Data extracted from a collection:
------------------------------------------------------------

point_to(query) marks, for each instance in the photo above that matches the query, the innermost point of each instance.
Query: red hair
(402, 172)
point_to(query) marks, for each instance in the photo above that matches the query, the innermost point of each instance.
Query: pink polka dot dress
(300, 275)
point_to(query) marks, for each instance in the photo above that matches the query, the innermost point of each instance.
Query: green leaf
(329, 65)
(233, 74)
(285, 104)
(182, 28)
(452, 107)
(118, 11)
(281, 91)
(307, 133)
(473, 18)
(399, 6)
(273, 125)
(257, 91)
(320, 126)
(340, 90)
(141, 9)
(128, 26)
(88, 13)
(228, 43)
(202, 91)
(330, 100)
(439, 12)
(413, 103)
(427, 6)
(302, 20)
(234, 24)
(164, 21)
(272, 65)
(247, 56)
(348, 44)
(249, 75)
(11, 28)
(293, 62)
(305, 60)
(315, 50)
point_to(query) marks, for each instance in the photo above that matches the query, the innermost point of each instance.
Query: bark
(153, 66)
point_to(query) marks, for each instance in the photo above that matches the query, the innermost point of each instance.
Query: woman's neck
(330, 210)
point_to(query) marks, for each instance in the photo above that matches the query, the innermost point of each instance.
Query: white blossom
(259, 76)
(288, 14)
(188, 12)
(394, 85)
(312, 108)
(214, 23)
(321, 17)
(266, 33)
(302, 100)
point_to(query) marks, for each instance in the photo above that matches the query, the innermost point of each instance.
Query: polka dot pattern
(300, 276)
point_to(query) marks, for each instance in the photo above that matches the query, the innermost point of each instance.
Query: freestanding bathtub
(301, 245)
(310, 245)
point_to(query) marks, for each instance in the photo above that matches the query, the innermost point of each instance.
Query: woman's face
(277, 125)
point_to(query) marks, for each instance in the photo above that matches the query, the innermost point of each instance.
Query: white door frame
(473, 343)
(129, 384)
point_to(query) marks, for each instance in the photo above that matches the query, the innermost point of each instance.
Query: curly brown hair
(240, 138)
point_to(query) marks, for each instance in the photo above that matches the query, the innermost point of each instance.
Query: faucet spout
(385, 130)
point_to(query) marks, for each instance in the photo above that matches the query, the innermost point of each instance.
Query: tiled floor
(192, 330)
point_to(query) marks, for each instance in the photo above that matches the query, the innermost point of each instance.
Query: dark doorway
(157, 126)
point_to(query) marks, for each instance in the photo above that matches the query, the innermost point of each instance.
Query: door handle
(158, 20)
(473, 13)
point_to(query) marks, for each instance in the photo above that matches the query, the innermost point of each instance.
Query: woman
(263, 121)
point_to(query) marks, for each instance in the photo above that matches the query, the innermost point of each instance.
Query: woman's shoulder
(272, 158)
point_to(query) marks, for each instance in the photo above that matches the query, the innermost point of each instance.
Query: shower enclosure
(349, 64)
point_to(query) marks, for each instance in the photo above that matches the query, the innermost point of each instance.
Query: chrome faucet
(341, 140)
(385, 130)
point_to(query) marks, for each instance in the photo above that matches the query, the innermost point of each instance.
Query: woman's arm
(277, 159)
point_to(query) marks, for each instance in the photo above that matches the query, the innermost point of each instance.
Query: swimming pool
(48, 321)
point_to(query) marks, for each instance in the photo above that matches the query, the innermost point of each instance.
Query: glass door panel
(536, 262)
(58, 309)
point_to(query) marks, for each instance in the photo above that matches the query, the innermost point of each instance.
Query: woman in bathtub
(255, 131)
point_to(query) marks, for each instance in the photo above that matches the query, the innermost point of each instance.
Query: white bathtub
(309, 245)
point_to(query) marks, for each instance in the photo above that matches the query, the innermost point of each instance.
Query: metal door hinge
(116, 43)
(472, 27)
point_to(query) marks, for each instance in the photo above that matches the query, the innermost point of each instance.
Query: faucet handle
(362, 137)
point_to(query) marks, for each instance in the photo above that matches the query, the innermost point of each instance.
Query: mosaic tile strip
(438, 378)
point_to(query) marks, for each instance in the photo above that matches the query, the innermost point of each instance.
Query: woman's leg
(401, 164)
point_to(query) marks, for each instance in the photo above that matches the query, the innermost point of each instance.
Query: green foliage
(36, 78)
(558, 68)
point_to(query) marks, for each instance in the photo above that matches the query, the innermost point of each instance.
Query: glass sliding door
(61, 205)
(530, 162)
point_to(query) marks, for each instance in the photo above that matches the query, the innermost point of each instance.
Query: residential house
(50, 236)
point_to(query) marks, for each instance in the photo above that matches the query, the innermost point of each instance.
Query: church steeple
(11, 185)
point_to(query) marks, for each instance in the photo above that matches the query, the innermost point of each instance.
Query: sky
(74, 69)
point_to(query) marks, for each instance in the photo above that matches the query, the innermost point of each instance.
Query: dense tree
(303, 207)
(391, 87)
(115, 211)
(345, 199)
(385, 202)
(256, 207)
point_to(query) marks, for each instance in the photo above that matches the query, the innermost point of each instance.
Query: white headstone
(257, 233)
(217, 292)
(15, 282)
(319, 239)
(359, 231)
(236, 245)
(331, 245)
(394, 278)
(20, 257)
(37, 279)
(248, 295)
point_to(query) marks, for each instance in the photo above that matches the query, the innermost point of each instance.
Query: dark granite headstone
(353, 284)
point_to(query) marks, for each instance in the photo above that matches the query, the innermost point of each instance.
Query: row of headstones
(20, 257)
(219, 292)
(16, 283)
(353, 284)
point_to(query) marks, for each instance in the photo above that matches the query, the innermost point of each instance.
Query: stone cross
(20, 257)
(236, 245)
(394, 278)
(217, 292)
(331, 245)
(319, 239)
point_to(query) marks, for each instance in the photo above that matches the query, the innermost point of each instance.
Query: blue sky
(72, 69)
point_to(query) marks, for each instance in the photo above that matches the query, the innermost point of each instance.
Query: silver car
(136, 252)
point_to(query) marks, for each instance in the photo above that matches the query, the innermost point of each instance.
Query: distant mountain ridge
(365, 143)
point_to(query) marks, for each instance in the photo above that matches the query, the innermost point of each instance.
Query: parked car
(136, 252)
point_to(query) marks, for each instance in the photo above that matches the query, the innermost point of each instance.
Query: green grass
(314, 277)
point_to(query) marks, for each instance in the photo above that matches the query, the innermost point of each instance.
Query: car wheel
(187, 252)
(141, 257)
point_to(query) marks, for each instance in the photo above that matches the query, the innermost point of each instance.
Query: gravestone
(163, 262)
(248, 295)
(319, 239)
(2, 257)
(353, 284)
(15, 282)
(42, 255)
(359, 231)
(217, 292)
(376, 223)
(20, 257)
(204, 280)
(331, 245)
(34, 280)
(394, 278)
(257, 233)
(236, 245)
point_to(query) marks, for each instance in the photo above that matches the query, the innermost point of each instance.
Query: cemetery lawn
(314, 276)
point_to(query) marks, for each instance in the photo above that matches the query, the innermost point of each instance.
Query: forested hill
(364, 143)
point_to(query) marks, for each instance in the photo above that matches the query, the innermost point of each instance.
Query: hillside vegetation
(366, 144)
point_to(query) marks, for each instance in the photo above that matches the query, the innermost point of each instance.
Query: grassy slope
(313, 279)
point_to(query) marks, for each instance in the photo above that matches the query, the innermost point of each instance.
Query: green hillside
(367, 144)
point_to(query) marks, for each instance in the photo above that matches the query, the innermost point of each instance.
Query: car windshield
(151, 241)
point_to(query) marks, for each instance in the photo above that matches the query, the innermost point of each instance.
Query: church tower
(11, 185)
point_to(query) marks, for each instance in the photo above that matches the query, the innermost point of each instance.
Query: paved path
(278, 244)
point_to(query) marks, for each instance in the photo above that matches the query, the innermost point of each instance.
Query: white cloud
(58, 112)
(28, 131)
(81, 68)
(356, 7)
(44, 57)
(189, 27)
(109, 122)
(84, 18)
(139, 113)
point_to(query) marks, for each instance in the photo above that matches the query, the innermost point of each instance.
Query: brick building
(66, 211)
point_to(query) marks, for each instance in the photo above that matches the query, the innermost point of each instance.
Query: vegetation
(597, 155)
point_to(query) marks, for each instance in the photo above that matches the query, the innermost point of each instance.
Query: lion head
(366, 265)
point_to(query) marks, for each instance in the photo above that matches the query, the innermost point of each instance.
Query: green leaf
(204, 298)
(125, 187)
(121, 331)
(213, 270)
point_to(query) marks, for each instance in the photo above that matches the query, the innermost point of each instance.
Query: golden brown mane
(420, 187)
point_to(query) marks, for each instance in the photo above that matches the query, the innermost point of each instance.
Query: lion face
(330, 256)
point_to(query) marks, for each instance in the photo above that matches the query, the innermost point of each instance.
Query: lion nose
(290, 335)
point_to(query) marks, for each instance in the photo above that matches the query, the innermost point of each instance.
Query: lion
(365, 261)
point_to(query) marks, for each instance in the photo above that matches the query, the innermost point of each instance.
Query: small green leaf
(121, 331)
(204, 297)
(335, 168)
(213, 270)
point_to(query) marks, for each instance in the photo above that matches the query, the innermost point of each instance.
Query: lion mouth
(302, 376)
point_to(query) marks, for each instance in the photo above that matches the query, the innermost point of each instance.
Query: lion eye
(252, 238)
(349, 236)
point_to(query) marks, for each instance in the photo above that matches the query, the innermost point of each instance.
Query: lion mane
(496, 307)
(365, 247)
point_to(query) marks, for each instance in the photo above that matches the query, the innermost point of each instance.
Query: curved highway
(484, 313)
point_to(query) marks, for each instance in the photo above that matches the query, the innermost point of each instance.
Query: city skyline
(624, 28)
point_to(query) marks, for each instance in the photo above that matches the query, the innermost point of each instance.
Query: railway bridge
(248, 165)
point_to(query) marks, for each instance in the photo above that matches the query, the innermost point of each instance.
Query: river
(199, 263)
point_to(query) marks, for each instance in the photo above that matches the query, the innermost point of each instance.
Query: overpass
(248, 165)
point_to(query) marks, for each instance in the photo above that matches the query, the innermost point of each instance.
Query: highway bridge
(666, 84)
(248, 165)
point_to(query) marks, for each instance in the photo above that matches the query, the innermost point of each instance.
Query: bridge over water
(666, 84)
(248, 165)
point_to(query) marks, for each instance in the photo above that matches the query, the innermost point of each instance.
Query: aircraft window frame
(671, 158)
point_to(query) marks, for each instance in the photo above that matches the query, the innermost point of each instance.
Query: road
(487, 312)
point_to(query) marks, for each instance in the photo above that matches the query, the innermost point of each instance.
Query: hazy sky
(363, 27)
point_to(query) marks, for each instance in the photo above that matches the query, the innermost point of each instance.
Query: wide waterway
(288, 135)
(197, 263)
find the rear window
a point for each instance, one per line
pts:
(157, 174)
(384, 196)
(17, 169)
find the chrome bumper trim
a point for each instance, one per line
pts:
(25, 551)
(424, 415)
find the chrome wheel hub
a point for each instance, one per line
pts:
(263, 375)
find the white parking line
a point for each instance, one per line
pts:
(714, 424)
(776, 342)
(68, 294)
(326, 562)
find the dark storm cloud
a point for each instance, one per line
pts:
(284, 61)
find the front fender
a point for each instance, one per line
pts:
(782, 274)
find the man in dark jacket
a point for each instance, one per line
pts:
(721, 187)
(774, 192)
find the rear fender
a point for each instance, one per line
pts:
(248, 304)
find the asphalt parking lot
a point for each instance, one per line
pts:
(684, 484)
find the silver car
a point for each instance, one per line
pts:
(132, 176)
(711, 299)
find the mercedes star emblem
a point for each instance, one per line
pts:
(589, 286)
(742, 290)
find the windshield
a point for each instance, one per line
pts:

------------------------------------------------------------

[Task details]
Copy out each line of the records where the word "rear" appears.

[Task response]
find the rear window
find the rear fender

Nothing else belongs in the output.